- _THE PROBLEM_
Pull out each line in the entries below that contains the string "task". Letter case must match.
━━━ DATA EXCERPTS ━━━
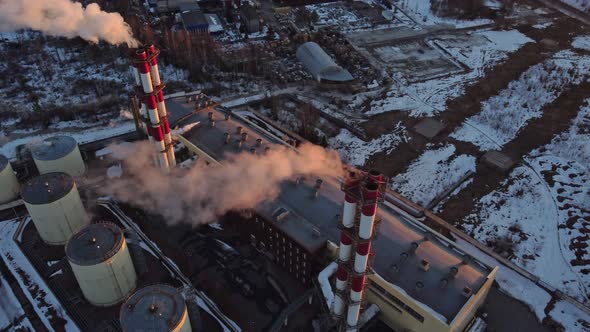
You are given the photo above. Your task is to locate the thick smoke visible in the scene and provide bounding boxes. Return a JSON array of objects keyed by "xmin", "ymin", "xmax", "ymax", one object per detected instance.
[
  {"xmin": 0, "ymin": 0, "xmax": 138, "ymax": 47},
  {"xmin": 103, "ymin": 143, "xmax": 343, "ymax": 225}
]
━━━
━━━ DATA EXCERPTS ━━━
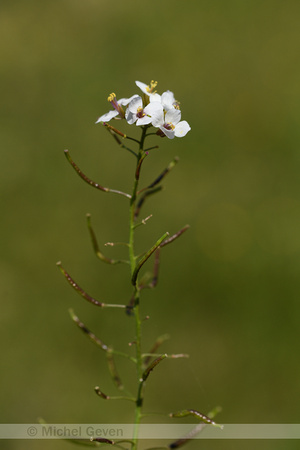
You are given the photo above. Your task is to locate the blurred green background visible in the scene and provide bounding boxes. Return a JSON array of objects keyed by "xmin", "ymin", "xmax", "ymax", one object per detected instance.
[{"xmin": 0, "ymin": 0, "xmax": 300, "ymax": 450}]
━━━
━━━ DATA EXCERPTS ━━━
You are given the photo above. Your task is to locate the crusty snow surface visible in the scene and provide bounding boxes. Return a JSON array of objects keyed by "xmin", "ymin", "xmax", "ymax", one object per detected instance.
━━━
- _SOLVED EXERCISE_
You are given the photo above. Your task is to locate the thick smoke visible in the scene and provide bounding boxes. Return a JSON array of objects keyed by "xmin", "ymin", "xmax", "ymax", one object per detected instance.
You are given the photo above. Your task is to locate the blurred green background visible in the scene and provide bounding boxes. Return a JSON array of objects keyed by "xmin", "ymin", "xmax", "ymax", one object per detected instance.
You are given the photo above. Your task is to locate the crusty snow surface visible in the scene and provide bounding boxes. Return a JSON array of objects keyed by "xmin", "ymin", "xmax", "ymax", one object per detected instance.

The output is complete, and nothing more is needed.